Assigned task:
Report every line in the listing that contains the string "dark".

Source data:
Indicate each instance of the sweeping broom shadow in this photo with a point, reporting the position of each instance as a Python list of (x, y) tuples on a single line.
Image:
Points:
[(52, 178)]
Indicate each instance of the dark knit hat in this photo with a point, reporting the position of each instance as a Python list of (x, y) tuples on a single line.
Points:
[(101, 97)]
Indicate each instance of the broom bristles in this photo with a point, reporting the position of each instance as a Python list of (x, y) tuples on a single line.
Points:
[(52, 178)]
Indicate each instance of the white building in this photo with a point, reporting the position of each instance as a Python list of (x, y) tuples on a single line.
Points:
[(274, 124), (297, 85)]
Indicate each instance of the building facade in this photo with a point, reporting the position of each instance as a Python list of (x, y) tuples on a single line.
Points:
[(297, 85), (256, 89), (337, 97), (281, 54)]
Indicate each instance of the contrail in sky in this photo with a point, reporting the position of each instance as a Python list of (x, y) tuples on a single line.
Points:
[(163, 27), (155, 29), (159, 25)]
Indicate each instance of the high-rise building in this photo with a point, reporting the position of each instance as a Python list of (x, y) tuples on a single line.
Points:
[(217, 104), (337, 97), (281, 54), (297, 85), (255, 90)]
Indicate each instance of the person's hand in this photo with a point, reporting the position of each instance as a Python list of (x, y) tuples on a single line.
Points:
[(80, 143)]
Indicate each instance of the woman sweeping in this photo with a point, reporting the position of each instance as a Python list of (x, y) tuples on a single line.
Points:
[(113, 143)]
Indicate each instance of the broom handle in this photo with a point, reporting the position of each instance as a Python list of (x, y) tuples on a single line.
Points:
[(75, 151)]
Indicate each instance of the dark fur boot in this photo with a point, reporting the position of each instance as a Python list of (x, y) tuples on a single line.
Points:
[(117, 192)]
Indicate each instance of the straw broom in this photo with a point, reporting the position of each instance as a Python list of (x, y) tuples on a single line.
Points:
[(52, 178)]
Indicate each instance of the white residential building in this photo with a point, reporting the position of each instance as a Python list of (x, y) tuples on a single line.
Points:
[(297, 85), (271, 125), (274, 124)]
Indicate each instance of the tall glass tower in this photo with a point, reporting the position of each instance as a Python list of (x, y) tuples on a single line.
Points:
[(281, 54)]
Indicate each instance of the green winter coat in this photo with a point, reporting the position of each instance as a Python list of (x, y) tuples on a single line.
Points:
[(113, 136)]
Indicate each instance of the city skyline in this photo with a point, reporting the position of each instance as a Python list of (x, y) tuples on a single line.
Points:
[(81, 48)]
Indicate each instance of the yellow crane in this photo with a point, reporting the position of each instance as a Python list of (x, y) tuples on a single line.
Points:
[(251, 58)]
...
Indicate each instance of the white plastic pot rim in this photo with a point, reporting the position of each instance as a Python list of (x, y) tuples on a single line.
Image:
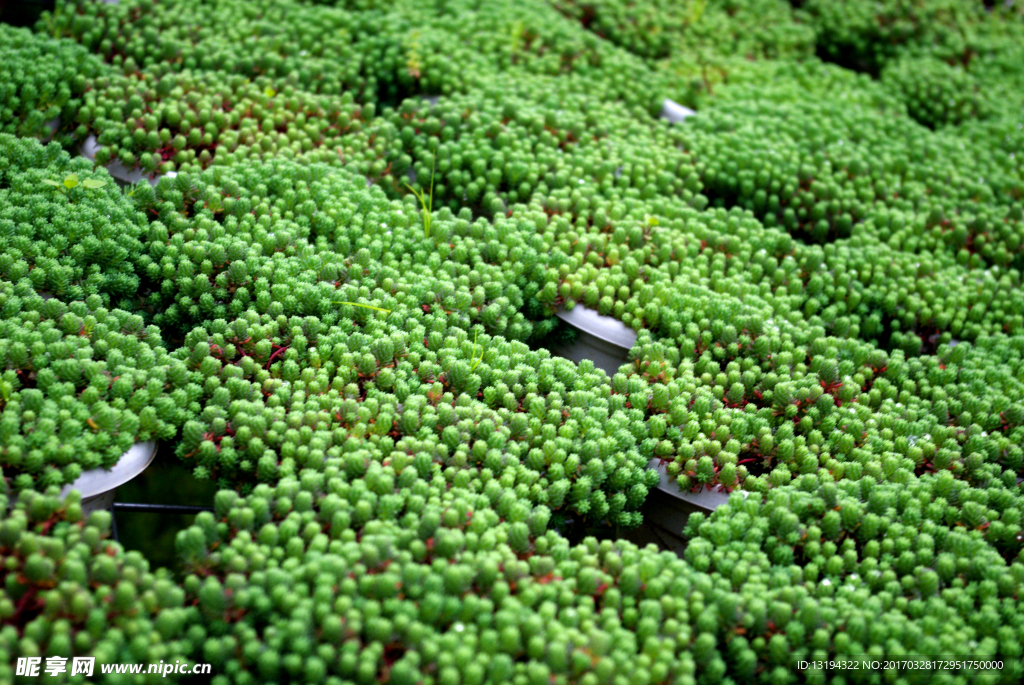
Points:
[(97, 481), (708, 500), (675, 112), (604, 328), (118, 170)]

Solution:
Indicate each instance of the dark knit hat in this photo with a point, reporting the position of each instance as a Python list of (x, y) tuples on a single line.
Indicate each instance of the dark fur boot in this photo with a point, reporting the position of each instance as a Python list of (x, y) tuples on a single line.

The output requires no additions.